### Task prompt
According to the abstract on asthma and body weight, how many adult outpatients with asthma took part in the interview?

### Quoted passage
Abstract: Introduction Exercise-induced asthma (EIA) is common in individuals diagnosed with asthma, with 80% to 90% experiencing asthma symptoms during moderate exercise. Asthma has been linked to obesity such that obesity may be a risk factor for adult-onset asthma. Adults with asthma disclose comorbid obesity as one of the most common barriers to exercise. Physical inactivity has been linked to increases in body mass index (BMI). Few studies have explicitly examined the relationship between BMI and reporting exercise as an asthma trigger. It was hypothesized that individuals with asthma who have an increased BMI will also have increased reports of exercise as an asthma trigger. Methods In total, 673 adult outpatients with asthma at Hôpital du Sacré-Cœur de Montréal in Montréal, Quebec, Canada underwent a brief sociodemographic and medical history interview. Patients provided information on their height, weight (used to calculate BMI), and triggers that generally provoked an asthma exacerbation (though it should be noted that a formal EIA test was not performed). Results When individuals were classified as normal, overweight, or obese, logistic regression analysis revealed that those who were overweight had a 95% increase in the likelihood of reporting exercise-triggered asthma (odds ratio [OR], 1.95; 95% confidence interval [CI], 1.30–2.94) compared with those of normal weight, and this likelihood was more than doubled if the individuals were obese (OR, 2.34; 95% CI, 1.44–3.82). Assessing BMI as a continuous variable revealed that every 1-point increase in BMI was associated with a 9% increase in patients reporting exercise as a trigger (OR, 1.09; 95% CI, 1.04–1.14). All analyses were conducted adjusting for age, sex, asthma severity, and asthma control. Conclusion Results suggest that BMI influences the likelihood of reporting exercise as an asthma trigger, such that individuals with higher BMIs report exercise as an asthma trigger more often than those with a lower BMI. Given that the current study is cross-sectional, further prospective research is needed to define the causal pathway of this relationship.

### Dataset records

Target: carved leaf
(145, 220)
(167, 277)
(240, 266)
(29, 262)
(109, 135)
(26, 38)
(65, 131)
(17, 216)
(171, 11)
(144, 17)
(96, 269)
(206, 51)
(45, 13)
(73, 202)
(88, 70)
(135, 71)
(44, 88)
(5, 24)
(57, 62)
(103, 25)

### Response below
673